Object position labeling lines
_____
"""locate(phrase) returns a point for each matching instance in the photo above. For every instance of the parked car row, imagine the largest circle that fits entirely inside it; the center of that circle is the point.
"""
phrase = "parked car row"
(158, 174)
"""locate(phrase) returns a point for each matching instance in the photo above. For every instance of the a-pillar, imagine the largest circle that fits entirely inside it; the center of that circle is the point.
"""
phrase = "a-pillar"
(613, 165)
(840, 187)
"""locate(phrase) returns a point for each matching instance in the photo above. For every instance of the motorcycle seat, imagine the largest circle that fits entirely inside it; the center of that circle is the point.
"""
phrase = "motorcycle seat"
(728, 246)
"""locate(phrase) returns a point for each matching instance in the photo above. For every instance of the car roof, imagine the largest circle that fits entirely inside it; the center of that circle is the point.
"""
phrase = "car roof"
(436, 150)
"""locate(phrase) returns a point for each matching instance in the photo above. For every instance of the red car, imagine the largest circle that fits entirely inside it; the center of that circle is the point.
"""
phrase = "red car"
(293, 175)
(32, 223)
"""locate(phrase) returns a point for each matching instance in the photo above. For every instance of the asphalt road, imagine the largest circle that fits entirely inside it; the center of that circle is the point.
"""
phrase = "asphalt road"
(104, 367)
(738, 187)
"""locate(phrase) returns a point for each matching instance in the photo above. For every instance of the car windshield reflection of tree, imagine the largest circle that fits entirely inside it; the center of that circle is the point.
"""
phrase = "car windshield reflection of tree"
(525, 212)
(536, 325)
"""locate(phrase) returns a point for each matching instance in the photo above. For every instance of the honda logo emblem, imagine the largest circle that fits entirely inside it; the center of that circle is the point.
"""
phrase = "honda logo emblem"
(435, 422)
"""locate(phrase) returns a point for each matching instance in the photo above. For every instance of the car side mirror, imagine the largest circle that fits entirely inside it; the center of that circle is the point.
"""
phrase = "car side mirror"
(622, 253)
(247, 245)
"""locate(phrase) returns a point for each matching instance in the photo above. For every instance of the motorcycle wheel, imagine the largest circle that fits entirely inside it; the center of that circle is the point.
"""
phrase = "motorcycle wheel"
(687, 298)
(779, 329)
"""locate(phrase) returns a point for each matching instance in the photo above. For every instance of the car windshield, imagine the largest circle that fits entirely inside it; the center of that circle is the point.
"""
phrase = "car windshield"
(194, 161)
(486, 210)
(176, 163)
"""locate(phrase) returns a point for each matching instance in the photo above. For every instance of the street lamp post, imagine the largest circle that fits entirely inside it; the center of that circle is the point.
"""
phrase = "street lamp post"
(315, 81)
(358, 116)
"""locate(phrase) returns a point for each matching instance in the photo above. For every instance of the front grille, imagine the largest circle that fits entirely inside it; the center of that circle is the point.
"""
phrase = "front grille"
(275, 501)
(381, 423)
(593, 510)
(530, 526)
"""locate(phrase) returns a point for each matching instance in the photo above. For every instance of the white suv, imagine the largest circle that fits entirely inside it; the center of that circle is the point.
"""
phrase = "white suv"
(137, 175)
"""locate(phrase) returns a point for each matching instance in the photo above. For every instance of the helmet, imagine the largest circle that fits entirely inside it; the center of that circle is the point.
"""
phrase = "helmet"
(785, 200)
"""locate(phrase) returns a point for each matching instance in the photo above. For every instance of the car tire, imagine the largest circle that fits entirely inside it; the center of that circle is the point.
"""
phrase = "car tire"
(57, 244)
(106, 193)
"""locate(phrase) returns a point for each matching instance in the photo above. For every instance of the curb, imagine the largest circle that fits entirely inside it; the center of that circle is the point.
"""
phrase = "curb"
_____
» **Instruction**: Copy the lines above verbatim, all of them.

» **Exercise output**:
"""locate(phrase) returns a point for each matching instance in the photo above. For every instance of the parked car row, imagine the largest circle that fits entirely inside it; the center of that circle is the point.
"""
phrase = "parked car row"
(158, 174)
"""locate(phrase) returns a point for each matching instance in the photo above. For every instance of the a-pillar, imagine the largest circle that fits entirely inside it; the center of that circle is the point.
"""
phrase = "a-pillar"
(613, 165)
(840, 187)
"""locate(phrase) returns a point for each matching instance in the photo above. For every instance of the motorcycle seat, imagine the largest circle that fits entirely inside it; the center of that circle is the point.
"""
phrase = "motorcycle seat"
(728, 246)
"""locate(phrase) returns a point for each matching instance in the photo above. For every instance of the car roof, imagine the largest circle that fits entirely inside it; the center of that circle is the point.
"""
phrase = "car roof"
(436, 150)
"""locate(phrase) returns a point for each matching instance in the photo above. For every instance of the red car, imagine the largest circle that fits entirely inside it; the center of that circle is the point.
"""
phrase = "red car"
(293, 175)
(32, 223)
"""locate(phrase) returns a point for each matching instance in the photo above. For every instance of the asphalt road, imagine the largest circle that fits entirely inside it; the center of that circle is the point.
"""
phrase = "asphalt road"
(104, 367)
(738, 187)
"""locate(phrase) returns a point for each matching instance in the photo above. For every instance of the car windshield reflection of tree, imagine the largest circle that fits entirely inside it; the center of that circle is the point.
"""
phrase = "car windshield reflection of tree"
(525, 212)
(536, 325)
"""locate(phrase) returns a point for each matching instance in the photo above. For every instance of the honda logo emblem, imagine the largest circle that fits entirely inside it; the center of that circle is the point.
"""
phrase = "honda logo emblem"
(435, 422)
"""locate(phrase) returns a point for each matching instance in the photo above. For every instance of the car side mirror, imagine the largest circle that fits entirely inside it; the center of that circle is the point.
"""
phrase = "car side mirror"
(622, 253)
(247, 245)
"""locate(phrase) returns a point for each matching instance in the photo above. For every instance of the motorcycle wheel, imagine the largest circle that fits entirely inside it; the center of that circle is the point.
"""
phrase = "motorcycle wheel"
(687, 298)
(779, 329)
"""locate(phrase) returns a point for each matching instance in the photo above. For every instance of the car windshield, imagine the largest circle that fits entirely inside it; the center of that circle is the point.
"""
phrase = "car windshield"
(194, 161)
(486, 210)
(176, 163)
"""locate(phrase) returns a point for each matching instance in the photo above. For every instance of the street lamp post, imagine the largest circle that fits entirely inside it; the center of that circle is the point.
"""
phrase = "street lamp post"
(315, 81)
(358, 116)
"""locate(phrase) returns a point for each matching instance in the photo above. For every instance of the front grille, imagine the largest circle that fits entirely inside it; the center of that circle is the point.
"""
phrase = "front grille"
(275, 501)
(381, 423)
(593, 510)
(530, 526)
"""locate(phrase) returns a point for each matching instance in the photo above. For every instance of the white suv, imagine the largest circle that fits entirely inside it; the center of that circle is the point.
"""
phrase = "white suv"
(137, 175)
"""locate(phrase) returns a point for each matching instance in the photo above. For every instance of the helmet, imagine the largest circle that fits entirely inside it; the center of that circle is the point.
"""
phrase = "helmet"
(785, 200)
"""locate(phrase) returns a point for each matching instance in the photo above. For every instance of the car tire, imagine the largest circle that fits entirely inside it; the center of that circle is the point.
"""
phrase = "car tire"
(57, 244)
(106, 193)
"""locate(phrase) returns a point for each matching instance in the photo above. For every instance of the curb, imagine the largest circle that fits entirely inside it; the center of that circle is the point.
"""
phrase = "curb"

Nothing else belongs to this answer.